• EXCERPTED TEXT:
────
Victoria Osteen's lawyer, Rusty Hardin, said before jury selection began Wednesday that Brown's claims are false and that what happened was a "minor incident." Hardin also asked a judge to throw out a federal report detailing the alleged incident.

Joel Osteen was at his wife's side Wednesday in court. Brown's attorney, Reginald McKamie, said he expected to call the Osteens as witnesses during the trial.

McKamie, said he hopes the trial will show "that celebrity status doesn't take precedence."

But many of the people in the 130 member jury pool said they had been to Lakewood Church, read Joel Osteen's books and held the Osteens in high regard.

"He has gotten me through a lot of tough times. I would believe what he has to say. I have a lot of respect for him," one female juror said.

A male juror said, "I would have the tendency to believe they were telling the truth a little bit more."

The religious beliefs of some jurors came out during the selection process.

"As a Christian, I wouldn't feel it would be my place to judge them," another prospective female juror said.

The Federal Aviation Administration fined Victoria Osteen $3,000 for interfering with a crew member. The FAA report states Victoria Osteen asked another attendant to clean a liquid on her first-class seat armrest. When that attendant said she would get another flight attendant, Osteen grabbed a second flight attendant and took her to the seat, the report said.

The second attendant said she would call cleaning personnel and headed to the cockpit, the FAA said. Victoria Osteen followed her and came across Brown, whom she pushed and elbowed in an attempt to get to the cockpit, according to the report.
────
• EXERCISE INSTRUCTIONS:
Resume the account of Victoria Osteen's trial, continuing past its final sentence. The lines that come next are not required for this work.

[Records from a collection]
────
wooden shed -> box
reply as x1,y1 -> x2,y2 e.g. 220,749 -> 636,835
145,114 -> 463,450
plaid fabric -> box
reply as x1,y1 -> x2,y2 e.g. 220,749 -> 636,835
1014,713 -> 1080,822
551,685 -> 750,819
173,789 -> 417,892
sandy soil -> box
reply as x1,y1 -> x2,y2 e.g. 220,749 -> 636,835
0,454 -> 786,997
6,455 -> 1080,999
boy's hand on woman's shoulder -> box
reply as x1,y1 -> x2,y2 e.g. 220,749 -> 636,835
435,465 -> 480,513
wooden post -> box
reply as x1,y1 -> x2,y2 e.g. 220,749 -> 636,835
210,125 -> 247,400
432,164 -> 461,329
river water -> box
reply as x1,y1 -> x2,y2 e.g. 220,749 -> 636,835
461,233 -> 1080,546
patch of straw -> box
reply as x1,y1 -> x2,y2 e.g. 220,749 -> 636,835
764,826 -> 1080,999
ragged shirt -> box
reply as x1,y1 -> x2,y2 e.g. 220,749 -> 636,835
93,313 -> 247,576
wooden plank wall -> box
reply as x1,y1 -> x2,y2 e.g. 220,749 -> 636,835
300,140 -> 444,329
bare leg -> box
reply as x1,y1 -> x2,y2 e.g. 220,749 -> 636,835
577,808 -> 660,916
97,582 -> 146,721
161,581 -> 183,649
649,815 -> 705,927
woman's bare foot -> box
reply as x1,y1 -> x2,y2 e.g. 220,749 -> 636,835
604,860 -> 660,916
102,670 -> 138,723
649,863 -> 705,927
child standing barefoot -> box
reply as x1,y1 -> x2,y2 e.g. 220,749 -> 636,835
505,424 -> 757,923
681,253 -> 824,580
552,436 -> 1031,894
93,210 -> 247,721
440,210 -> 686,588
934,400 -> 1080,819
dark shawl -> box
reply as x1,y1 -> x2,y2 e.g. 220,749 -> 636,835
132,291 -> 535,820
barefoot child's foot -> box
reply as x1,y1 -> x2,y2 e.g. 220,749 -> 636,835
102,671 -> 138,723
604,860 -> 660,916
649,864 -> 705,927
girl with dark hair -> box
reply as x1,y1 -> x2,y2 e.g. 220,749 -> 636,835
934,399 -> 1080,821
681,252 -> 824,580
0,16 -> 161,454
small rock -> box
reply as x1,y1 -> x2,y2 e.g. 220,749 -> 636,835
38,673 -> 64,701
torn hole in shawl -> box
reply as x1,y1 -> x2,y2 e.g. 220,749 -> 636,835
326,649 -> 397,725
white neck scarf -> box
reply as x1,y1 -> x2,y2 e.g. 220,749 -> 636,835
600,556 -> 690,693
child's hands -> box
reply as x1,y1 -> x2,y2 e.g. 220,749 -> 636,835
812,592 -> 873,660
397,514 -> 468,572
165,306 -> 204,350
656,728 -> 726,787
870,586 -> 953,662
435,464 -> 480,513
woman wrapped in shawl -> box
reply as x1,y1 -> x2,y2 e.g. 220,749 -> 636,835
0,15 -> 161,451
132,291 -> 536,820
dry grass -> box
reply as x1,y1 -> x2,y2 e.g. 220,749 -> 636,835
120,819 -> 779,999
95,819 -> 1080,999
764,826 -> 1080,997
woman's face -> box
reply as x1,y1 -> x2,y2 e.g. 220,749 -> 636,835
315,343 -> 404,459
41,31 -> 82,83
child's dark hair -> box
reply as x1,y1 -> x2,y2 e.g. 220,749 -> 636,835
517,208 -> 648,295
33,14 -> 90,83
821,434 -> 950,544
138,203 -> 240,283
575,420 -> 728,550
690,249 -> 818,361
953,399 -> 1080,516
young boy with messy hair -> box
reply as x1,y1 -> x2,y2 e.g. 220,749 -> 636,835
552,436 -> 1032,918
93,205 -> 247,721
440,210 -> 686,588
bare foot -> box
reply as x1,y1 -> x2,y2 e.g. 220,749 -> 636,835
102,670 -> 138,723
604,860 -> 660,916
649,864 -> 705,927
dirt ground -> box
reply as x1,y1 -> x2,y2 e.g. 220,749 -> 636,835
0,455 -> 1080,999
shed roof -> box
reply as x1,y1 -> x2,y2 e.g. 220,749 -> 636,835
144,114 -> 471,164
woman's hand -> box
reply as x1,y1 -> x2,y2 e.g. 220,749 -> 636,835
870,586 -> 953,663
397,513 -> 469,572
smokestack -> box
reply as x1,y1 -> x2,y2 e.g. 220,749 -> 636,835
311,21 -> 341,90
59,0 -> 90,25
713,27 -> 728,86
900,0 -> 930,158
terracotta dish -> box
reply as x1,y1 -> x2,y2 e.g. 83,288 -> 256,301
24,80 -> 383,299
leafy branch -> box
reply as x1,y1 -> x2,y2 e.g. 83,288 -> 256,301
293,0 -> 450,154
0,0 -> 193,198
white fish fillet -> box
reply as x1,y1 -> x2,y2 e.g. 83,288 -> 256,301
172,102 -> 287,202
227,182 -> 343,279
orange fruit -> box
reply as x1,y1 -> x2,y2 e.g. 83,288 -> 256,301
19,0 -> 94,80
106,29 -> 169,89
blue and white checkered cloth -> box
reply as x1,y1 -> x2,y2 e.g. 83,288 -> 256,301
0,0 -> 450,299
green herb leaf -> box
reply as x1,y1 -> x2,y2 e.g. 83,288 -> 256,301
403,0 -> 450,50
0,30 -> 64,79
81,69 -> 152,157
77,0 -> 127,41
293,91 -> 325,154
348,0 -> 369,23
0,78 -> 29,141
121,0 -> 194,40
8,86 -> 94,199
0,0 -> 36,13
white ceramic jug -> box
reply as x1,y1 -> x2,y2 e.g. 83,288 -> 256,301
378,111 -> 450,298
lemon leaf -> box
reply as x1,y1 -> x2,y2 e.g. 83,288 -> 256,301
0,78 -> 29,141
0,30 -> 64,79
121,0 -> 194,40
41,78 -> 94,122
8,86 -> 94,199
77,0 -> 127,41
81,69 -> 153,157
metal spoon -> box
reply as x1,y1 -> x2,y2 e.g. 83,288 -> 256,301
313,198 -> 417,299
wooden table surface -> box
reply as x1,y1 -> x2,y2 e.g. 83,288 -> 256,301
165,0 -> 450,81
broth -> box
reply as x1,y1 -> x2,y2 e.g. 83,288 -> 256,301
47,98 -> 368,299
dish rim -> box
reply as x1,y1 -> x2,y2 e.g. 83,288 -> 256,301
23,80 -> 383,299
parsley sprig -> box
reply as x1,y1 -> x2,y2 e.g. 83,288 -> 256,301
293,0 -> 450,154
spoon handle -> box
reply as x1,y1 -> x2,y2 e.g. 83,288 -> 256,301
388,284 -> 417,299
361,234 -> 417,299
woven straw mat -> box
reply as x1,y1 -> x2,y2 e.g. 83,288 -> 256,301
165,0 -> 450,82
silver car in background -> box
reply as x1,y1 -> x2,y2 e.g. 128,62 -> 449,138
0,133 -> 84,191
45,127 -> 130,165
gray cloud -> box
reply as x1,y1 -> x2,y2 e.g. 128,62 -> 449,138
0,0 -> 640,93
────
• ANSWER AREA:
Brown's suit claims the flight attendants asked to have Victoria Osteen removed from the plane. Hardin says Victoria Osteen and her family left voluntarily.

During a court hearing Wednesday before jury selection began, Hardin asked that the FAA report's findings not be allowed to be heard during the trial.

"The FAA does in all due respect an incredibly incomplete investigation," Hardin said.

McKamie said the FAA did an appropriate investigation.

State District Judge Patricia Hancock said she would make a decision later on whether the report would be allowed .

According to court documents, Brown claims that she suffers from anxiety and hemorrhoids because of the incident and said her faith was affected. She is also suing Osteen for medical expenses for counseling.

"We just want the jury to hear the evidence and make a decision," McKamie told reporters.

Joel Osteen preaches at Lakewood, a megachurch where about 42,000 people flock each week. Services are held at a 16,000 seat facility that was formerly the Houston Rockets' basketball arena. His weekly television address is broadcast nationally and internationally.